Directed by Alfonso Cuaron, the film stars Clive Owen as an ex-activist who's called on to protect a woman who might represent salvation for humanity – miraculously, she's pregnant. Now the future of the human race may depend on her survival, with many rival factions trying to take her for their own, or even eliminate her. The cast also includes Julianne Moore, Chiwetel Ejiofor and Michael Caine, and promises to be a fascinating look at a frightening potential future. (Reagen Sulewski/BOP)
Less 15-year-old boy, more dragon. 10) Eragon

A few years ago, an ambitious teen imagined a world wherein a 15-year-old boy not unlike himself discovers a dragon egg. Over-achiever that he was, fledgling storyteller Christopher Paolini put pen to paper and wound up creating one of the most popular fantasy novels in recent memory. Eragon tells the story of what happens once the egg hatches and a dragon named Saphira is born. Obviously, a boy owning a dragon is a precarious situation and some pitfalls usually occur. In this instance, some family members are murdered, causing the boy to go on a quest for vengeance. That'll happen.

• • • • •

### WORK TO COMPLETE
Decide whether each statement agrees with the movie previews, answering yes or no and quoting the words that settle it: (a) Clive Owen plays an ex-activist. (b) The boy in Eragon who discovers a dragon egg is 16 years old. (c) The dragon in Eragon is named Saphira.

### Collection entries
• • • • •

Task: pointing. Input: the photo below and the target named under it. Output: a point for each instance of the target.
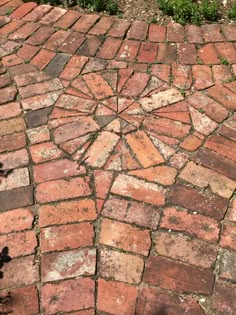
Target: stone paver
(121, 138)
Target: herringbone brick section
(122, 141)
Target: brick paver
(122, 141)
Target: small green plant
(110, 6)
(210, 9)
(232, 12)
(224, 61)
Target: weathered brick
(157, 301)
(68, 264)
(25, 301)
(173, 275)
(109, 297)
(185, 249)
(193, 224)
(125, 237)
(68, 295)
(228, 235)
(85, 23)
(56, 169)
(148, 192)
(120, 266)
(67, 212)
(20, 244)
(211, 205)
(62, 189)
(66, 237)
(16, 220)
(12, 142)
(69, 18)
(27, 272)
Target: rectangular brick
(176, 276)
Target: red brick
(116, 298)
(62, 189)
(55, 170)
(193, 224)
(203, 177)
(73, 67)
(223, 95)
(125, 237)
(194, 34)
(229, 32)
(167, 53)
(148, 192)
(11, 60)
(26, 52)
(85, 23)
(68, 264)
(24, 9)
(208, 54)
(45, 152)
(224, 298)
(40, 36)
(72, 43)
(211, 108)
(69, 18)
(138, 30)
(20, 244)
(67, 296)
(185, 249)
(8, 94)
(128, 50)
(119, 28)
(212, 33)
(222, 146)
(182, 76)
(38, 13)
(54, 15)
(66, 237)
(131, 212)
(11, 5)
(227, 262)
(161, 71)
(16, 220)
(37, 135)
(135, 84)
(228, 235)
(157, 33)
(5, 80)
(202, 77)
(147, 52)
(176, 276)
(102, 27)
(157, 301)
(56, 40)
(221, 73)
(121, 267)
(24, 301)
(10, 27)
(211, 205)
(67, 212)
(187, 54)
(175, 33)
(40, 88)
(109, 48)
(27, 272)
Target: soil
(148, 11)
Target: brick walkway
(123, 143)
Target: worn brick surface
(118, 143)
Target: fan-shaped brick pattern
(122, 141)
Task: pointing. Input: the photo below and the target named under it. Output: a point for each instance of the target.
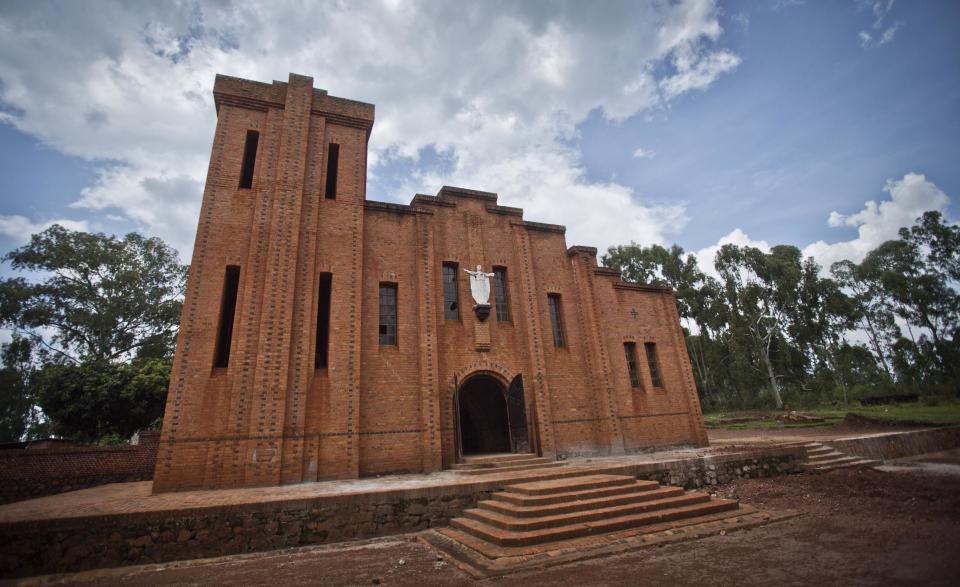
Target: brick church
(325, 335)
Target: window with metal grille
(228, 307)
(630, 350)
(651, 349)
(500, 293)
(323, 320)
(249, 159)
(333, 163)
(388, 314)
(553, 300)
(451, 303)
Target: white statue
(480, 286)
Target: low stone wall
(52, 546)
(29, 473)
(900, 444)
(702, 472)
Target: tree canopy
(98, 298)
(772, 328)
(93, 333)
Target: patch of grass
(945, 413)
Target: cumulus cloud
(641, 153)
(19, 228)
(876, 223)
(496, 88)
(882, 32)
(910, 197)
(706, 255)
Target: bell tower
(260, 392)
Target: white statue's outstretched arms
(480, 285)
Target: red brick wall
(28, 473)
(272, 418)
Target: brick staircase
(533, 522)
(503, 463)
(823, 457)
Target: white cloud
(876, 223)
(496, 87)
(883, 33)
(641, 153)
(19, 228)
(698, 72)
(706, 255)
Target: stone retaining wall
(52, 546)
(900, 444)
(29, 473)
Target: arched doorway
(484, 424)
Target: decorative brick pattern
(271, 417)
(29, 473)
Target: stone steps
(511, 469)
(496, 458)
(545, 511)
(823, 457)
(509, 509)
(541, 500)
(582, 513)
(504, 463)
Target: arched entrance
(483, 419)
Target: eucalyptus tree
(93, 296)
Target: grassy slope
(946, 413)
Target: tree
(871, 308)
(102, 298)
(96, 399)
(918, 273)
(19, 418)
(101, 317)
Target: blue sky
(694, 122)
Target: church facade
(327, 336)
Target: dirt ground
(868, 527)
(730, 437)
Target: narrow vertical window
(388, 314)
(651, 349)
(333, 163)
(500, 293)
(323, 320)
(249, 159)
(451, 303)
(630, 349)
(555, 320)
(228, 306)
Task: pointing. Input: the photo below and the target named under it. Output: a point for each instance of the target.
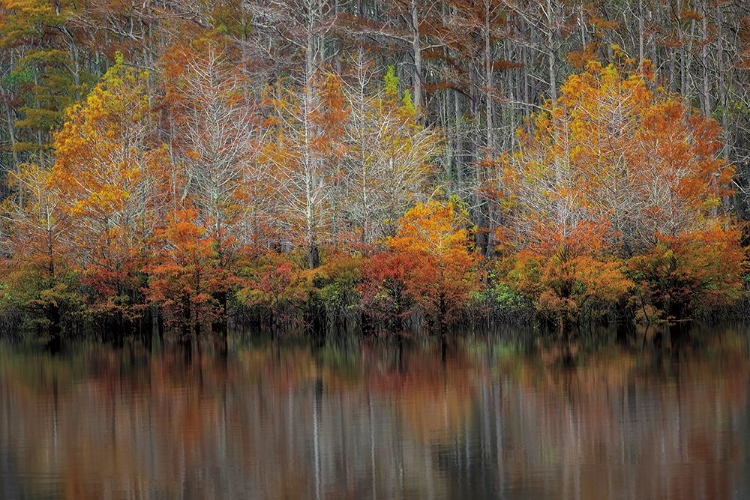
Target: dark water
(484, 418)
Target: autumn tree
(38, 279)
(435, 238)
(105, 158)
(611, 171)
(302, 150)
(388, 161)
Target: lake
(485, 416)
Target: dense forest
(388, 165)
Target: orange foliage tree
(37, 279)
(185, 274)
(613, 169)
(435, 239)
(105, 158)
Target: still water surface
(484, 418)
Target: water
(485, 418)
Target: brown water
(485, 418)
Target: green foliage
(390, 83)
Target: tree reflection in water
(489, 418)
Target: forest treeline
(387, 164)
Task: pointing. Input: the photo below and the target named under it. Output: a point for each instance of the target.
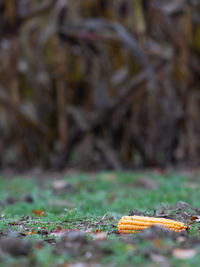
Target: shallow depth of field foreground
(71, 219)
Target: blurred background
(98, 84)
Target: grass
(82, 202)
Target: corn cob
(131, 224)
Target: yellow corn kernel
(131, 224)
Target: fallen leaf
(158, 258)
(100, 236)
(110, 177)
(60, 231)
(184, 253)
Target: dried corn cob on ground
(132, 224)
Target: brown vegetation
(99, 83)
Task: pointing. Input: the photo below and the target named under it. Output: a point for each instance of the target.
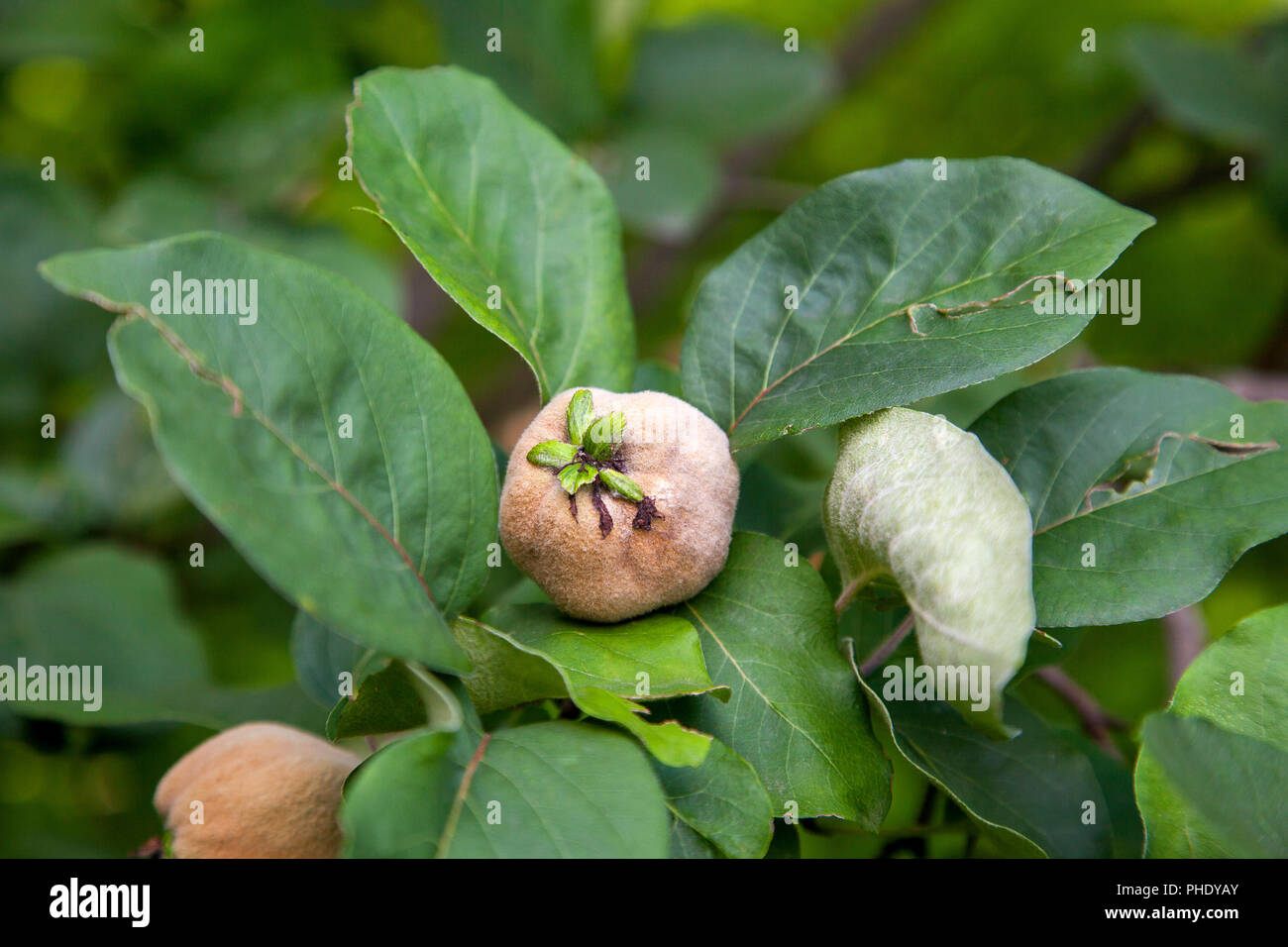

• • • • •

### SOLUTION
(a) Yes: "the film stars Clive Owen as an ex-activist"
(b) No: "a 15-year-old boy not unlike himself discovers a dragon egg"
(c) Yes: "a dragon named Saphira is born"